TORONTO (Reuters) - Manulife Financial Corp (MFC.TO), Canada’s biggest insurer, has the flexibility to invest capital into its own businesses after improving its leverage ratio and freeing up billions of dollars, executives said on Thursday.
Manulife, which on Wednesday missed analyst expectations for its fourth-quarter earnings, has been on a push to increase efficiencies and free up capital from its legacy business, which includes annuities and long-term care.
It has amassed C$5.1 billion ($3.9 billion) of capital through measures including new and renegotiated reinsurance transactions, real estate deals and asset sales, it said on Wednesday.
The company achieved its medium-term leverage ratio target of 25% in the past quarter, from 28.6% in 2018, and boosted its quarterly dividend by 12%.
The current leverage ratio means “we have quite substantial financial flexibility,” Chief Financial Officer Phil Witherington said on an analyst call on Thursday.
“Our highest priority is the opportunity to organically invest... If there are inorganic opportunities out there, we may consider them, but one thing you can be assured of, is we’ll be very disciplined.”
The executives did not expand on specific opportunities.
Leverage ratio is the sum of long-term debt, capital instruments and preferred shares divided by the sum of long-term debt, capital instruments and total equity.
Manulife shares were down l.2% in early afternoon trade.
+-------+
Exercise requirements:
• A. According to the Manulife article, what was the company's leverage ratio in 2018?
• B. Extend the Manulife article past its final sentence.
None of this data is needed.

(Referring expression data)
+-------+
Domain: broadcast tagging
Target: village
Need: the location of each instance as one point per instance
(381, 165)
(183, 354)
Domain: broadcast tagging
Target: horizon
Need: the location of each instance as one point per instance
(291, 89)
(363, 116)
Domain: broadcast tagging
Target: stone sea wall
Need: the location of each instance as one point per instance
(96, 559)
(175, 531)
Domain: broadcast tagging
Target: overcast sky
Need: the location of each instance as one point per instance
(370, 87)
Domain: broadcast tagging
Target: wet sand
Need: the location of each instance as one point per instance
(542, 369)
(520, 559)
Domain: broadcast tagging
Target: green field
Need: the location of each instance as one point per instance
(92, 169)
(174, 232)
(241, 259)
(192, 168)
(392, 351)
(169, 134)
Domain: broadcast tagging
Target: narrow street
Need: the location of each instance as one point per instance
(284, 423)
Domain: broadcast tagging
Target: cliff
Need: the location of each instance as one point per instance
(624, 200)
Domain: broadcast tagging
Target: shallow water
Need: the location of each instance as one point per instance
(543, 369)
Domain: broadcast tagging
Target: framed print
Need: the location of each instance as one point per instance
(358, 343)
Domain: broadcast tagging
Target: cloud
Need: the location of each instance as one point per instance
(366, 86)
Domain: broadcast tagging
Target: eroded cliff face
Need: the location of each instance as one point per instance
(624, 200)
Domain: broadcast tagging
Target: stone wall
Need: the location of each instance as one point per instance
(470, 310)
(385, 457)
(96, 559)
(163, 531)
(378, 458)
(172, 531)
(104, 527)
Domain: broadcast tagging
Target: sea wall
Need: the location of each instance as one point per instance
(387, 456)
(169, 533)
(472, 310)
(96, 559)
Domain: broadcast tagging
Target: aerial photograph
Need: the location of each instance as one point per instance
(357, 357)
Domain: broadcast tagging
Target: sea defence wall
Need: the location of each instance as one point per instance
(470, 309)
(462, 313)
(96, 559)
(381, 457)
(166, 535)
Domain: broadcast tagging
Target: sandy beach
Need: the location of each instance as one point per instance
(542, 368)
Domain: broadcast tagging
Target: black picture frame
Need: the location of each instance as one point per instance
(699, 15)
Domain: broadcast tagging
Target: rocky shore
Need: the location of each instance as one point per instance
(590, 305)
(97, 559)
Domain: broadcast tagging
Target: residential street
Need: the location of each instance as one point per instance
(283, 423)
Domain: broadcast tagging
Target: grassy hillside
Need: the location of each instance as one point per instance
+-------+
Answers:
• A. 28.6%

• B.
“Business has been good and they want to take the opportunity to tidy up what needs tidying up,” said John Kinsey, portfolio manager at Caldwell Securities, who owns Manulife shares. “This may be long overdue.”
As part of its push to cut costs, Manulife has also delivered C$700 million of its C$1 billion target for expense efficiencies, Chief Executive Roy Gori said on the call.
It cut 1,900 employees over the past two years, about 5% of its total workforce, through its restructuring initiatives, including early retirement and voluntary exit programs, he added.
Rival Sun Life Financial Inc (SLF.TO) reported core earnings of C$1.34 per share on Wednesday, beating analyst estimates of C$1.30. Sun Life executives said on Thursday the coronavirus outbreak could increase claims in a “material way” if the situation deteriorates rapidly, but it is too early to gauge the impact.
Sun Life shares were down 0.3%.
Great-West Lifeco Inc (GWO.TO) on Thursday posted adjusted earnings per share of 80 Canadian cents, slightly beating estimates.